*** Input for this task

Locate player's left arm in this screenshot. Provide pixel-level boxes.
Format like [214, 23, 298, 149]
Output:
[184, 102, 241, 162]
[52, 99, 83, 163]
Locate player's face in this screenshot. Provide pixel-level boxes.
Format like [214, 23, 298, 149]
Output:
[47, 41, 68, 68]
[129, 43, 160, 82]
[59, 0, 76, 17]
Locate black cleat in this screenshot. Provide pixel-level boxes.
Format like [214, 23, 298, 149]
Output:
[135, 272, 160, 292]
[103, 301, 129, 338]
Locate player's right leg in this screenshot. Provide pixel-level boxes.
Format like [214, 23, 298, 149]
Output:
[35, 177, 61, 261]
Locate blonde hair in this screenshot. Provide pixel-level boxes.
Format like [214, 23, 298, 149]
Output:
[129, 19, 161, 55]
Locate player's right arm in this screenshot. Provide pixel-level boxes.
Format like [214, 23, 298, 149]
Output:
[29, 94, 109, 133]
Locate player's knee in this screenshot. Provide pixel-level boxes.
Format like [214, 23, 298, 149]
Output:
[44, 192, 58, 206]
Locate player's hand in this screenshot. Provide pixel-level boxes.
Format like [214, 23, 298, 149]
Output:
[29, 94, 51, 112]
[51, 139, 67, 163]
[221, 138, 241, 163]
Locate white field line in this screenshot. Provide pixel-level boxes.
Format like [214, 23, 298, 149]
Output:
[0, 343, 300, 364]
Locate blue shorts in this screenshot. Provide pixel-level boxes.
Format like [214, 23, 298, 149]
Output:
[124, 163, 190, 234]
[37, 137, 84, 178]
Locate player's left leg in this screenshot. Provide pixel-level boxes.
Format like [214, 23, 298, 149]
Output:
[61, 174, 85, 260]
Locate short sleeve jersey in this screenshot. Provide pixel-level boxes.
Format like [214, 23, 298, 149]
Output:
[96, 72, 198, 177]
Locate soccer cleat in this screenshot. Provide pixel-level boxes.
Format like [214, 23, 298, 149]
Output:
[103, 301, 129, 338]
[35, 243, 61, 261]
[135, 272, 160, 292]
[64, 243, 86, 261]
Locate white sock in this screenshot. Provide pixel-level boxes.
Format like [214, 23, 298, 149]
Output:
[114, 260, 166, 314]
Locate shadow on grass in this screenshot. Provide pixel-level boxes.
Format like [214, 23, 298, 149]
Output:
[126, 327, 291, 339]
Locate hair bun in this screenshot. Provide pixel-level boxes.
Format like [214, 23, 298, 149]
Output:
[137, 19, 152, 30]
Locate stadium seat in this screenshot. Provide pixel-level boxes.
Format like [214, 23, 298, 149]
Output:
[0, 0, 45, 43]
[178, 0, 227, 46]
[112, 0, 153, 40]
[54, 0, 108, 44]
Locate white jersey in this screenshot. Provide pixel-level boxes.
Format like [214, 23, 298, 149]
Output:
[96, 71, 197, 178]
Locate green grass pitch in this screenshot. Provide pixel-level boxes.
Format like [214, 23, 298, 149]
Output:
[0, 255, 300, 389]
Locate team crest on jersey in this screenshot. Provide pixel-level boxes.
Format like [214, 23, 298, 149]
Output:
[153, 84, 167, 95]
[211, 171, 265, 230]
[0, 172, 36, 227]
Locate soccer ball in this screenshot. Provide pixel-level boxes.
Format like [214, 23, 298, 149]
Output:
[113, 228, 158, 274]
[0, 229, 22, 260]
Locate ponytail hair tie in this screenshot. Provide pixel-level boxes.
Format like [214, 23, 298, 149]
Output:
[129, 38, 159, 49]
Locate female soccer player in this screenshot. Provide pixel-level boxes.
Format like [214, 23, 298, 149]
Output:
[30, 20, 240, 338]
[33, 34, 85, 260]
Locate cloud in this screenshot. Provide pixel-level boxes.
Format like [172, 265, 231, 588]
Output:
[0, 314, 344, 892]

******
*** Input for this task

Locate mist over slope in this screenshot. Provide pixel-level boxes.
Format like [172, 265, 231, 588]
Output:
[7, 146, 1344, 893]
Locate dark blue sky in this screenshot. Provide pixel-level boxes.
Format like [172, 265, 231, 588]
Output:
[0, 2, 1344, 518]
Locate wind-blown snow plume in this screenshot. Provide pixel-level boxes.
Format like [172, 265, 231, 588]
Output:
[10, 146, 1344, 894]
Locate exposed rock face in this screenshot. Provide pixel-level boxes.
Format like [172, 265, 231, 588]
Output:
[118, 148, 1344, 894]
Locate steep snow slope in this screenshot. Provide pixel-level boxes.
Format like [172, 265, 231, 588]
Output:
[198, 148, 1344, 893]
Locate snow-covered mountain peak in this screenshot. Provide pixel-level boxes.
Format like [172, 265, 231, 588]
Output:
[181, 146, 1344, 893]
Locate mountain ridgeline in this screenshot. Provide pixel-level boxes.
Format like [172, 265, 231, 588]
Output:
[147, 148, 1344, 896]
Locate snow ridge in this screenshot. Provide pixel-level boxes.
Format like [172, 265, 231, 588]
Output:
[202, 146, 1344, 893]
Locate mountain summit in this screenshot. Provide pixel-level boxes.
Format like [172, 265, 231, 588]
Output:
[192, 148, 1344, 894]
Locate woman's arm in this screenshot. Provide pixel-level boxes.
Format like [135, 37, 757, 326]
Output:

******

* Prompt: Find every line in the records above that contains the string "player", and copy each of those lines.

* Written solution:
Locate player's left arm in this screenshot. Provide pixel-level boxes.
Locate player's face in this screenshot. Provide pixel-level boxes.
Locate player's right leg in this screenshot. Provide pixel-level boxes.
Locate player's right arm in this screenshot. Provide pixel-level boxes.
Locate player's knee in this screenshot. Provide pixel-level boxes.
Locate player's hand in this screenshot. Provide pixel-level boxes.
Locate player's left leg in this screenshot. Provide pixel-level boxes.
Locate female soccer player in this screenshot. Provide pixel-level boxes.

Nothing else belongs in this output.